The request:
Copy the listing below verbatim, from its first line through the line containing "M 397 195 L".
****************
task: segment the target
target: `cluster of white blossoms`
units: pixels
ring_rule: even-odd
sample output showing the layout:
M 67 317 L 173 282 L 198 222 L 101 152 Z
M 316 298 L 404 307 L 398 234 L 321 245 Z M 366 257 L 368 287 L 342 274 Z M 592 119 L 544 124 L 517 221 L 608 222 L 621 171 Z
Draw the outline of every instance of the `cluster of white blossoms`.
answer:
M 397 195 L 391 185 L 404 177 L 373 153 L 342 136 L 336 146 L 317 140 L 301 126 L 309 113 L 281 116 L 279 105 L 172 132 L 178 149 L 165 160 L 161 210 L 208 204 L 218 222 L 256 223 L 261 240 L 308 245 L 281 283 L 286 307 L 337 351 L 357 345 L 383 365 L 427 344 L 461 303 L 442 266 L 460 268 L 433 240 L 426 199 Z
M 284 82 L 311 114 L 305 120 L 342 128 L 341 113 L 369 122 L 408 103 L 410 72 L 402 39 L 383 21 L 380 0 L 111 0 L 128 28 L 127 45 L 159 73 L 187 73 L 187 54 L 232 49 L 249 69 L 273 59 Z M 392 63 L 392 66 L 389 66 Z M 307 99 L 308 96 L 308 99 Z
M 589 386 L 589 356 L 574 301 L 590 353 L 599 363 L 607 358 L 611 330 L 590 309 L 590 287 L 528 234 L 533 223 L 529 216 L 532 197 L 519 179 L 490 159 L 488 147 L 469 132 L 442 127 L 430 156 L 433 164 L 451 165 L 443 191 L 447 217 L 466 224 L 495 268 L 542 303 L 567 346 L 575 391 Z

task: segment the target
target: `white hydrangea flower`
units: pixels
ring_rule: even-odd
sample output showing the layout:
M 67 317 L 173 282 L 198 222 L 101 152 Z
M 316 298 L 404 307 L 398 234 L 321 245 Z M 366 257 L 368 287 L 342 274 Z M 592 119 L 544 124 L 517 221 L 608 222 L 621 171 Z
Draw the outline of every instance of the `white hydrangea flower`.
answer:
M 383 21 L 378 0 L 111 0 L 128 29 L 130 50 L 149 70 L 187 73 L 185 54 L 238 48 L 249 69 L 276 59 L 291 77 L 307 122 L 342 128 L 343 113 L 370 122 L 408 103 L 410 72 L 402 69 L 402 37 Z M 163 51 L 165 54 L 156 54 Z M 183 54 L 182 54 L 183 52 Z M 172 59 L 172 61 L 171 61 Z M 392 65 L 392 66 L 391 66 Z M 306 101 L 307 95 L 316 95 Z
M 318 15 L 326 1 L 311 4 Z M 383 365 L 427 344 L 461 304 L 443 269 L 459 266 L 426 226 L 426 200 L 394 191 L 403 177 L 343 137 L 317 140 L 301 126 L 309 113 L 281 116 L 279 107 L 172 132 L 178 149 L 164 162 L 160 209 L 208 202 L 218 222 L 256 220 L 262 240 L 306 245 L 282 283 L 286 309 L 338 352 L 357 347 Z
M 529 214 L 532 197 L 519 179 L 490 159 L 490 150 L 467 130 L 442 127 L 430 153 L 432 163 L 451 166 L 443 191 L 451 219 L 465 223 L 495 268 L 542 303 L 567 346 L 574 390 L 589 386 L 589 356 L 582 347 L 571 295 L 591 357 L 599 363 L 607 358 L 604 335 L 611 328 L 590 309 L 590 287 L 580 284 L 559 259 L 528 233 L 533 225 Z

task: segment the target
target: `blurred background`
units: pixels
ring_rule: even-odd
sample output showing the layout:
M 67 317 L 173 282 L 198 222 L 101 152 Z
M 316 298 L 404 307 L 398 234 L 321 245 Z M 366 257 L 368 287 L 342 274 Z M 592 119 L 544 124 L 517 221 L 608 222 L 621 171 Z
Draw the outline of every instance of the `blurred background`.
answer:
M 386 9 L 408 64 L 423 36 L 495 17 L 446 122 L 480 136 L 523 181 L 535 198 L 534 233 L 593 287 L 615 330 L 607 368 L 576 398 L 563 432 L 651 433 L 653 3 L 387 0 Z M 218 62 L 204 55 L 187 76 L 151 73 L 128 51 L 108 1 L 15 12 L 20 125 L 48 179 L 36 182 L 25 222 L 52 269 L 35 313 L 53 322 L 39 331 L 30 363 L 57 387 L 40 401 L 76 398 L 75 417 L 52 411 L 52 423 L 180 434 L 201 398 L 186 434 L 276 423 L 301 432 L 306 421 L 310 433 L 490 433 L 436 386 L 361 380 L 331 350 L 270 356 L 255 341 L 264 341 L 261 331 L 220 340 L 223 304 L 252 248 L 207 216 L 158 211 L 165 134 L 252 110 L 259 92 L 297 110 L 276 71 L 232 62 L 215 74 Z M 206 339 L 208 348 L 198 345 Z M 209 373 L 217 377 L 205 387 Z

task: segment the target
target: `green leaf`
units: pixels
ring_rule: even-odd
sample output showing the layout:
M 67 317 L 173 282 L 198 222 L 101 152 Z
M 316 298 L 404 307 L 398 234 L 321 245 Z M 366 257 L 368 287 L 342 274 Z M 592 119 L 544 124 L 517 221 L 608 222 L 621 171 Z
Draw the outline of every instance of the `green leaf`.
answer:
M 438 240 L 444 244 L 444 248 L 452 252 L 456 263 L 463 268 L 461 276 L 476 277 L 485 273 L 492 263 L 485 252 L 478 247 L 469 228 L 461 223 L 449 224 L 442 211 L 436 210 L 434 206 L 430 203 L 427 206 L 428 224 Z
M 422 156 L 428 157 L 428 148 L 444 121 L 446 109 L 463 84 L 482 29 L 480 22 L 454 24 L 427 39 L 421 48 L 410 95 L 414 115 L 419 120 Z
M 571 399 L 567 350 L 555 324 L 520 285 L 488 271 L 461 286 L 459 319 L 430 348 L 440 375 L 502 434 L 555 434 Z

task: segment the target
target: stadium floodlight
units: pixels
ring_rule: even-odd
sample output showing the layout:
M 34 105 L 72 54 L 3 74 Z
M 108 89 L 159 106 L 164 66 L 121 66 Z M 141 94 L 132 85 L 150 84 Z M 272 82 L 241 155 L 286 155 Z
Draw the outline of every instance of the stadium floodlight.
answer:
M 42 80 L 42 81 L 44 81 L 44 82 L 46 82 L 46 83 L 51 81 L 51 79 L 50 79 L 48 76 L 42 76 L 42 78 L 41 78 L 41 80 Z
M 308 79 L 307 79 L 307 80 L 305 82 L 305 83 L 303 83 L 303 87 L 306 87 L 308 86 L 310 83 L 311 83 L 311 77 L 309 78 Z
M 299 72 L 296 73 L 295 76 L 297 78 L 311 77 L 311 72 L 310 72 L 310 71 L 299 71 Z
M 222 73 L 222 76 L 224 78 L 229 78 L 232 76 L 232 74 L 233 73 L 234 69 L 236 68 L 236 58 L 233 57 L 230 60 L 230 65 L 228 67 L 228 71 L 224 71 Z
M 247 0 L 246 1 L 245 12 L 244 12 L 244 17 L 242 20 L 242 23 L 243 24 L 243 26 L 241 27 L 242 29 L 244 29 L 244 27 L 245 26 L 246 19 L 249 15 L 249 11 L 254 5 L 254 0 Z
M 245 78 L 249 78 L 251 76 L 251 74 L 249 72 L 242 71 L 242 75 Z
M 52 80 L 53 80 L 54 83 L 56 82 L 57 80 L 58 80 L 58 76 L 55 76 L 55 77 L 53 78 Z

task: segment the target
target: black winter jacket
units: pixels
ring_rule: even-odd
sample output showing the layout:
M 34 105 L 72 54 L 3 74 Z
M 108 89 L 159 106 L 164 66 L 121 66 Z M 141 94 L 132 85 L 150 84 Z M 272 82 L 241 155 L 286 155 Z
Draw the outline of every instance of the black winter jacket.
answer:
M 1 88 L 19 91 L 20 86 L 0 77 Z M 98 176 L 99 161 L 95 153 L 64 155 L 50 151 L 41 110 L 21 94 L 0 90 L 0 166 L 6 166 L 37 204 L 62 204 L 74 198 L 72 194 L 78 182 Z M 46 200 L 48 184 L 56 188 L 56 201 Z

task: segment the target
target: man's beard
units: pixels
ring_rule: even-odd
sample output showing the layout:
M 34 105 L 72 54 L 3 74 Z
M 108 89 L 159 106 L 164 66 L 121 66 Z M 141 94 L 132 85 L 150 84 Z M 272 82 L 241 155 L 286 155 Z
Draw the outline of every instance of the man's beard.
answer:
****************
Correct result:
task: segment the target
target: `cluster of white blossoms`
units: pixels
ring_rule: even-odd
sample output showing the layout:
M 67 317 L 173 282 L 198 222 L 101 152 Z
M 316 298 L 404 307 L 398 234 L 321 245 Z M 366 257 L 368 287 L 342 274 Z M 592 119 L 544 124 L 517 221 L 608 222 L 621 171 Z
Draw the outline of every instance of the `cluster of white blossoms`.
answer:
M 397 195 L 391 185 L 404 177 L 373 153 L 342 136 L 336 146 L 317 140 L 301 126 L 309 113 L 281 116 L 279 105 L 172 132 L 178 149 L 165 160 L 161 210 L 208 204 L 218 222 L 256 223 L 261 240 L 308 245 L 281 283 L 286 307 L 337 351 L 357 345 L 383 365 L 427 344 L 461 303 L 442 266 L 460 268 L 433 240 L 426 199 Z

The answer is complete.